[Stored data entries]
=======

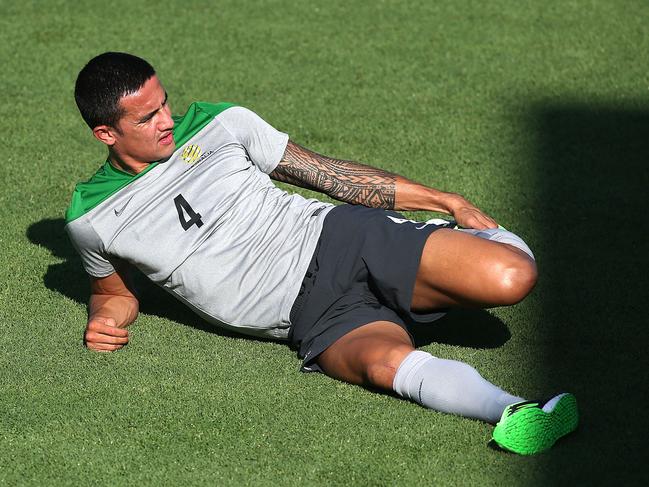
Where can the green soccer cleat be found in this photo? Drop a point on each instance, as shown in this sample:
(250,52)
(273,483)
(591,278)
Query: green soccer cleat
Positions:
(528,427)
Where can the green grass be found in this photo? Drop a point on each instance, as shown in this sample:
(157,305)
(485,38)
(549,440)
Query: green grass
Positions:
(536,111)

=======

- _YOUR TASK_
Reproduce every entry word for word, but skip any pictures.

- _ANSWER TO THIS TASK_
Where can the green soccer cleat be found in this photo? Drop a point on each instance, as shown in this sample:
(250,52)
(273,483)
(591,278)
Query: green soccer cleat
Positions:
(528,427)
Where can the green grass be found in this photo? Drop a point on each instance, as shown in this sample:
(157,305)
(485,38)
(549,440)
Query: green grass
Positions:
(536,111)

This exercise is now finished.